- _Instructions_:
1) Edit the quiver foam thread between "Anyone know where" and "till it fits....", inclusive, changing "Lowe's" to "Home Depot" and leaving everything else as it is.
2) Pick up the forum thread about replacing quiver foam where it stops, and continue it.

- _Selected extract_:

# Quiver foam insert



## Dryspell (Dec 22, 2009)

Anyone know where I can get replacement foam for a Hoyt 6 arrow, 2 pc quiver. Anyone have any ideas for replacement foam. Give me some ideas.

Thanks


----------



## CPinWV (May 26, 2009)

I have replaced mine before with foam pipe insulation from Lowe's...cut a piece out and just trim it till it fits....


----------



## Hunter Dave (Jul 17, 2007)

Try your local Hoyt dealer? The inserts are made of ethafoam (same as a 3D target) so maybe a chunk from a worn out target?


----------



## Arkie Archer (Nov 9, 2005)

I squirted a little bit of clear silicone in the bottom of my quiver. Doesn't hold water like the foam, makes the quiver quieter, and also holds the arrows VERY well. I've been using it for a few years now and it showing 0 wear. It’s kind of self healing.


----------



## fowl777 (Aug 2, 2011)

What type of silicone did you put in your quiver? Like window silicone sealant? or Insta-Foam? Thanks


----------



## warped Arrow (Sep 20, 2005)

Go to Walmart and get a pool nodle!!! Cut to fit and glue in the bottom. Walla!!


----------



## Arkie Archer (Nov 9, 2005)

fowl777 said:


> What type of silicone did you put in your quiver? Like window silicone sealant? or Insta-Foam? Thanks


Yeah just some clear silicone I had in the garage. I only put like a 1/4" to at max a 1/2". I have seriously use this for probably 5 years and have not had any problems out of it. Holds the arrows GREAT and also doesn't hold water if you get caught in a rain. Can hardly tell its being used.

- _Data records_:

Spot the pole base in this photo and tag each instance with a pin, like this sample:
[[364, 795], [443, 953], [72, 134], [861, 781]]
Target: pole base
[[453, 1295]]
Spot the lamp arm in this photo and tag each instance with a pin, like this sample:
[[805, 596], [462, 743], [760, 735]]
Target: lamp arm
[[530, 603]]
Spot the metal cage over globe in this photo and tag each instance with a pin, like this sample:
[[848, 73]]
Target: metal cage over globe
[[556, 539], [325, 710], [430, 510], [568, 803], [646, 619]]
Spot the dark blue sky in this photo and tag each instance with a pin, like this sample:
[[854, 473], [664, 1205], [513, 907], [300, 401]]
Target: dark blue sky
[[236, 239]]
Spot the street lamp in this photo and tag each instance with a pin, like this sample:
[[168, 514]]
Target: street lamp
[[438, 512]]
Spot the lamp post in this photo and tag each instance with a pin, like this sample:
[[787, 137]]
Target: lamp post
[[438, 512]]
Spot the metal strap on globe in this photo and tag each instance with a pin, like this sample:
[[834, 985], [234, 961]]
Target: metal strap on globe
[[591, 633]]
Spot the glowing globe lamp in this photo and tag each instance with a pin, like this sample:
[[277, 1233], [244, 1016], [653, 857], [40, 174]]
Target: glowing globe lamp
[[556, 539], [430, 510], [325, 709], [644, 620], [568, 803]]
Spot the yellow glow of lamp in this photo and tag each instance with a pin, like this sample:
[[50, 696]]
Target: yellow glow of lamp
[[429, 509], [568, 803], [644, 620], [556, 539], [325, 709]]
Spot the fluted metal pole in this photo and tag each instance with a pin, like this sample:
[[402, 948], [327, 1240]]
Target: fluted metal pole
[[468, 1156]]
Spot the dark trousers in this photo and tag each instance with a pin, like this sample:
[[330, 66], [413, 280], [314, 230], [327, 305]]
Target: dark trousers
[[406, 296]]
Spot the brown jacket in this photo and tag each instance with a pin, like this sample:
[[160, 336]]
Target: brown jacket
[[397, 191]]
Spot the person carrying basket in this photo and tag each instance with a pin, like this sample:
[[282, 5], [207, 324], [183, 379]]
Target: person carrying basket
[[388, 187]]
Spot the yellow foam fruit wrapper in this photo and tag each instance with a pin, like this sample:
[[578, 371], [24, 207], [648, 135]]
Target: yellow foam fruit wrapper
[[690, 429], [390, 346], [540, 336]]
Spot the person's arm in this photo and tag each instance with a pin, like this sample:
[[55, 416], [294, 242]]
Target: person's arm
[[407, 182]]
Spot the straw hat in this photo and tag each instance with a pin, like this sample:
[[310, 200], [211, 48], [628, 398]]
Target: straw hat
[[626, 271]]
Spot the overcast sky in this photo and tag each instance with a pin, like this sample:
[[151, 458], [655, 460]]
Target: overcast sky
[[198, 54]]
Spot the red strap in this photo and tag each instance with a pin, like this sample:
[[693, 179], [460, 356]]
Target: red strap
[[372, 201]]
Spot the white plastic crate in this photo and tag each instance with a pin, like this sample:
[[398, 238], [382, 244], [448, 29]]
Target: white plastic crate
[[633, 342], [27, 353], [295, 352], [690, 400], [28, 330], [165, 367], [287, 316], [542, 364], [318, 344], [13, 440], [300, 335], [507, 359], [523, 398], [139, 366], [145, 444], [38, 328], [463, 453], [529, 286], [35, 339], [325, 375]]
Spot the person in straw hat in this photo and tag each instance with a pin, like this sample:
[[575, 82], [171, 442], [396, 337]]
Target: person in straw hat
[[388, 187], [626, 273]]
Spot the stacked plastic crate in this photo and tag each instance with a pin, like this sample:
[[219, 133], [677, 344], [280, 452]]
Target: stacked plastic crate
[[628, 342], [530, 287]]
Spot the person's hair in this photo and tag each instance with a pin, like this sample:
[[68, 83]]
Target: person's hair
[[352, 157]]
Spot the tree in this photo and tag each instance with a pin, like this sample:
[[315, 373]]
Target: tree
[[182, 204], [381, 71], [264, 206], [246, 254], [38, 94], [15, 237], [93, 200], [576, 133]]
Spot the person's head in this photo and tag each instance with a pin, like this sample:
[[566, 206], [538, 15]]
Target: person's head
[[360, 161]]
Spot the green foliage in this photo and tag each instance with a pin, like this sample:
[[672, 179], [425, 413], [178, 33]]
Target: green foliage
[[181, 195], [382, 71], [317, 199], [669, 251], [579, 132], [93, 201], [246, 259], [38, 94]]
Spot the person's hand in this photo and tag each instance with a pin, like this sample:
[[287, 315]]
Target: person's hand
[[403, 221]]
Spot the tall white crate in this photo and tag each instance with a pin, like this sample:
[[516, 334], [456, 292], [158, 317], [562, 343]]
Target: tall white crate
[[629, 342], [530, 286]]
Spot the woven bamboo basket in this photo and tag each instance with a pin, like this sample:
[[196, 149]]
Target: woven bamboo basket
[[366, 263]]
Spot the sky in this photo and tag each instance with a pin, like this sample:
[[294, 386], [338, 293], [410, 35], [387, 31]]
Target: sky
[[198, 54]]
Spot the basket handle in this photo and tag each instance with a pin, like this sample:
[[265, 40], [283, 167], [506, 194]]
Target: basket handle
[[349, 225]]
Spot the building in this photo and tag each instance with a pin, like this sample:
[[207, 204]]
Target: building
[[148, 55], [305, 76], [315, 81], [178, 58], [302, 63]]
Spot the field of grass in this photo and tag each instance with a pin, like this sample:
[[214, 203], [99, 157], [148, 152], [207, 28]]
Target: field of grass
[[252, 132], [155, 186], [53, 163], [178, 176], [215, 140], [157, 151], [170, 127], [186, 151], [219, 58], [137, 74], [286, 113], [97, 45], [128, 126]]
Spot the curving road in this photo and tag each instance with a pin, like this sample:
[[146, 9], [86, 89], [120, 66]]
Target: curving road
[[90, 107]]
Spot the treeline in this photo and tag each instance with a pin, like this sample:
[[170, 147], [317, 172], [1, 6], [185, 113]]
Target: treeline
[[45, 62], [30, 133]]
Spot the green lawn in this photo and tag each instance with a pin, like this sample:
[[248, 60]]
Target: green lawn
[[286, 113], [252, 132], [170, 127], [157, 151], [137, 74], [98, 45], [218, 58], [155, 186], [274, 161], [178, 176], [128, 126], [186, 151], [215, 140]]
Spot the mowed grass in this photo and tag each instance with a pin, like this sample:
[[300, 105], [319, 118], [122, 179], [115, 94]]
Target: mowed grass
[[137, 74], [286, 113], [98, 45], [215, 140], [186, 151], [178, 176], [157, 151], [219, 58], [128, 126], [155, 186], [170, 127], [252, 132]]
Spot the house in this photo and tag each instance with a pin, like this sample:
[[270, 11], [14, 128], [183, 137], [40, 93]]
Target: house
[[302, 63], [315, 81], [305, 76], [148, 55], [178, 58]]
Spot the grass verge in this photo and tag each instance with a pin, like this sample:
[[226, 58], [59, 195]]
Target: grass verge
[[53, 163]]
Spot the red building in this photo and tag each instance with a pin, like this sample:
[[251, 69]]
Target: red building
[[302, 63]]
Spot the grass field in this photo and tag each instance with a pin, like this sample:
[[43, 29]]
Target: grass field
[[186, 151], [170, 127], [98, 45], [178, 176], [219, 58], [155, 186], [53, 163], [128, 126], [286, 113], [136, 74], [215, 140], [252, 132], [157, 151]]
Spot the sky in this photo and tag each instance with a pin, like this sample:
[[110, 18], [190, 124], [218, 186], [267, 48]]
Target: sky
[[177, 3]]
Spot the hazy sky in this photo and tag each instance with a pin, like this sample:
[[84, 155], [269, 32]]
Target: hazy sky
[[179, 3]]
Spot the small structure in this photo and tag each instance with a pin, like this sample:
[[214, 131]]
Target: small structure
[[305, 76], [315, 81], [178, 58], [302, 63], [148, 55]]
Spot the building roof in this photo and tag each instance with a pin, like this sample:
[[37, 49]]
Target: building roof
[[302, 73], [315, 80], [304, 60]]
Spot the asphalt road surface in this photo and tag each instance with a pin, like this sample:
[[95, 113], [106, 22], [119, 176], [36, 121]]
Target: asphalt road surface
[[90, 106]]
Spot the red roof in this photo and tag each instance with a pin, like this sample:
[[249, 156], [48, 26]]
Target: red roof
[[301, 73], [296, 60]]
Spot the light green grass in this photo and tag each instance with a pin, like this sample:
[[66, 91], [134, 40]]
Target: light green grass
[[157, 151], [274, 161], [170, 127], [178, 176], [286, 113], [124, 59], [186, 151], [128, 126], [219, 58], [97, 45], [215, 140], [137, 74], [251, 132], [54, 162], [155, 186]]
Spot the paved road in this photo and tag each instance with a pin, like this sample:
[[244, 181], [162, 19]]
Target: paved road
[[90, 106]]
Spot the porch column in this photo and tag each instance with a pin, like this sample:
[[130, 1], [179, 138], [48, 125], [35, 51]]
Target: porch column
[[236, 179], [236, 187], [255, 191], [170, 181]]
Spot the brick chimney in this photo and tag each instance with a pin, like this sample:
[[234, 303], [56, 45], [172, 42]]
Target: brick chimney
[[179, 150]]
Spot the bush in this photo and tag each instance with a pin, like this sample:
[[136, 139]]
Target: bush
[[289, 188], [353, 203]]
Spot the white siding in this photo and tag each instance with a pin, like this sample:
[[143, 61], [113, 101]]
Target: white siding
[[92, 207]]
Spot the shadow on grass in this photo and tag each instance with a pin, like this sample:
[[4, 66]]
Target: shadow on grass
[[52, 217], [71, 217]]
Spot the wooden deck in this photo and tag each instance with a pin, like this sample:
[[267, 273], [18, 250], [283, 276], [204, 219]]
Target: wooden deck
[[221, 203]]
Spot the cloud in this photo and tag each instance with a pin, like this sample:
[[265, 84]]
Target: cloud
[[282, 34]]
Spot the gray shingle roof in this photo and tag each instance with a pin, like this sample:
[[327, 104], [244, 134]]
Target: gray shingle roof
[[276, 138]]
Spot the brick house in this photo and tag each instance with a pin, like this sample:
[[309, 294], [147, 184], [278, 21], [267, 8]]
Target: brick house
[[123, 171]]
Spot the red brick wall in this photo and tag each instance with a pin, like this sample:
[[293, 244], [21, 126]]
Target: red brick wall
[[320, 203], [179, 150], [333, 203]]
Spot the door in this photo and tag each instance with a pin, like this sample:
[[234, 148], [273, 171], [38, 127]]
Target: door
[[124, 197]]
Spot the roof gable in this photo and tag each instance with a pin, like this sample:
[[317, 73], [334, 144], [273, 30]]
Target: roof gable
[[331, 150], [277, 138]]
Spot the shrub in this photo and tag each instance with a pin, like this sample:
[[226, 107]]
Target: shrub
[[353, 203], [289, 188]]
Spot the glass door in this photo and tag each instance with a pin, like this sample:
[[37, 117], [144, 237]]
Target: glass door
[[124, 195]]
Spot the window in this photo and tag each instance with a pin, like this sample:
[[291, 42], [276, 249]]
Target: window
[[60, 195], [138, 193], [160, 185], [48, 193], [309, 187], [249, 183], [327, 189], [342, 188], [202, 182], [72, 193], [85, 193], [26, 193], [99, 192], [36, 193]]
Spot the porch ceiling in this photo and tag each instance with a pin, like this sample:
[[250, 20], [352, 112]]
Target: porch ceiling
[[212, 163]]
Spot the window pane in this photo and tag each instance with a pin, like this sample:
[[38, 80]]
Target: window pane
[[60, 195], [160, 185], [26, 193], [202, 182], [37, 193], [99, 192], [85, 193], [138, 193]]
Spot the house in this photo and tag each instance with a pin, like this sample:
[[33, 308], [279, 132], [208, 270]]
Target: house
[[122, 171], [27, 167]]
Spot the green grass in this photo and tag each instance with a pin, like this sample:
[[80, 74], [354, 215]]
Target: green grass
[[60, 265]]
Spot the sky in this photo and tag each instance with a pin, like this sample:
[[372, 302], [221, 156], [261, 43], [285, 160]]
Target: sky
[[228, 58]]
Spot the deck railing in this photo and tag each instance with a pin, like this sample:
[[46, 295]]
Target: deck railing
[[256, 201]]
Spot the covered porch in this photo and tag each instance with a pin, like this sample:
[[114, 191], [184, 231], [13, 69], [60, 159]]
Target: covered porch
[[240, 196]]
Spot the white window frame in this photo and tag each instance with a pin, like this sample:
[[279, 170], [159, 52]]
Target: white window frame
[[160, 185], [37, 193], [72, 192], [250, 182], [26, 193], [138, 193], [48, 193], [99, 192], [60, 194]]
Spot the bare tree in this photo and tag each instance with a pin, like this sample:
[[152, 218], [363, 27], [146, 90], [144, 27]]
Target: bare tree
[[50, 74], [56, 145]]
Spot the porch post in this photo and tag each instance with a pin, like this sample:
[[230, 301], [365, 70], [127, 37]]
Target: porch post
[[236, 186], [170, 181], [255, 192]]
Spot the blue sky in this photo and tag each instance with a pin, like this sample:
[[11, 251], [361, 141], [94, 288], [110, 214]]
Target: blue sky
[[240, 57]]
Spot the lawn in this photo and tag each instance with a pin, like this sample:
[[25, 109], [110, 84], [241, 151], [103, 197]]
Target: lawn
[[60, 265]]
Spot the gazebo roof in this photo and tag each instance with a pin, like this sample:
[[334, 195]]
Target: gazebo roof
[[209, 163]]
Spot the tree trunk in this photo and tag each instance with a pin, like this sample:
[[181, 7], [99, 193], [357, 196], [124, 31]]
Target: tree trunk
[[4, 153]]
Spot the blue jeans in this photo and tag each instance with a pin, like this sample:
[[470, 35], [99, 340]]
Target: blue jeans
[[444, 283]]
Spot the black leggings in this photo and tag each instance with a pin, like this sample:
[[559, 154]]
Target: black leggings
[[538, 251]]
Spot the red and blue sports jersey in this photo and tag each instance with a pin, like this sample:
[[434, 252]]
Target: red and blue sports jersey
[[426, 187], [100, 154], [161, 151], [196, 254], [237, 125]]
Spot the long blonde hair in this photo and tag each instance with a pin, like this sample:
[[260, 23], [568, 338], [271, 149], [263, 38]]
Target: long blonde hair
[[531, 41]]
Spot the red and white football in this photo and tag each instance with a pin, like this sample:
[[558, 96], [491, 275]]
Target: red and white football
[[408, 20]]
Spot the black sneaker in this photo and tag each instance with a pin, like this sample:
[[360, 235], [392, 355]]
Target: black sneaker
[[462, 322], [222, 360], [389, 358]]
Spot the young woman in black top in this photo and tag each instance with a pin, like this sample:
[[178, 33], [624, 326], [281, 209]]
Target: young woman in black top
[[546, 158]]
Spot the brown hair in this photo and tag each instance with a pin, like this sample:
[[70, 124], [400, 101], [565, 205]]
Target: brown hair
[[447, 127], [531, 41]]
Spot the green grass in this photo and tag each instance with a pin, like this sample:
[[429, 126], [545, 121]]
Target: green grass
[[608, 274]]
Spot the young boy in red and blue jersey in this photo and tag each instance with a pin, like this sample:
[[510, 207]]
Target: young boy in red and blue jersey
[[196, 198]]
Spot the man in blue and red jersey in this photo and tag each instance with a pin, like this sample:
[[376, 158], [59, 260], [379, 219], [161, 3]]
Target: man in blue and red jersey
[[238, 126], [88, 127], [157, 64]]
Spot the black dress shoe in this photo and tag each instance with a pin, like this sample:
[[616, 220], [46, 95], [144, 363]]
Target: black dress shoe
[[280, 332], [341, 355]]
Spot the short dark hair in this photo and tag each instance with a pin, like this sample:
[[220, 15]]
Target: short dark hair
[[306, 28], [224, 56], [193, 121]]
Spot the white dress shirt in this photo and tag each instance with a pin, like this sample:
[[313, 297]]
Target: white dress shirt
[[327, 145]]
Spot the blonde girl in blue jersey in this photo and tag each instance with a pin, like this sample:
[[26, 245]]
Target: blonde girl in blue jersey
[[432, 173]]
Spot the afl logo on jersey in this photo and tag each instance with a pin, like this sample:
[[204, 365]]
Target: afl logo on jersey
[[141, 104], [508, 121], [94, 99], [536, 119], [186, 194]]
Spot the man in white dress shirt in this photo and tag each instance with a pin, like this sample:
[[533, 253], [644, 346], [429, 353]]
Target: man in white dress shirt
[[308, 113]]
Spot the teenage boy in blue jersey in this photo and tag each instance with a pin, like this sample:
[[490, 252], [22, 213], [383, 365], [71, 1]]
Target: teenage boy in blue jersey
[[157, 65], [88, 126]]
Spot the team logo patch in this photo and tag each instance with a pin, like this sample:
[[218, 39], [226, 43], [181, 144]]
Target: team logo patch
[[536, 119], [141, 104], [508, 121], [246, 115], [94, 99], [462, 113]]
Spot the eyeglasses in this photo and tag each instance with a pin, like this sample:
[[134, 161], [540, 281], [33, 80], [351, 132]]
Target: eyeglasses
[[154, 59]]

- _Solved problems_:
1)
Anyone know where I can get replacement foam for a Hoyt 6 arrow, 2 pc quiver. Anyone have any ideas for replacement foam. Give me some ideas.

Thanks


----------



## CPinWV (May 26, 2009)

I have replaced mine before with foam pipe insulation from Home Depot...cut a piece out and just trim it till it fits....

2)
----------



## dustoffer (Jan 24, 2009)

Go to WM and buy a pair of men's flip-flops. Cut the thongs off, and trace the outline of your quiver insert on the sole. Cut out the piece and stick it in the quiver. May need two layers. Another option is to find a pair of women's foam sandals with the wedge sole--it is about 2x as thick as a flip-flop and you should only need one layer that way. Can also make the arrow gripper for the quiver out of the flip-flop sole material.


----------



## E.Zeller (Aug 21, 2009)

I have used the foam blocks that they use on vehicle rooftops to transport canoes. 4 to a pack so split the cost with some buds. Looks exactly like the foam some of the manufactures already use.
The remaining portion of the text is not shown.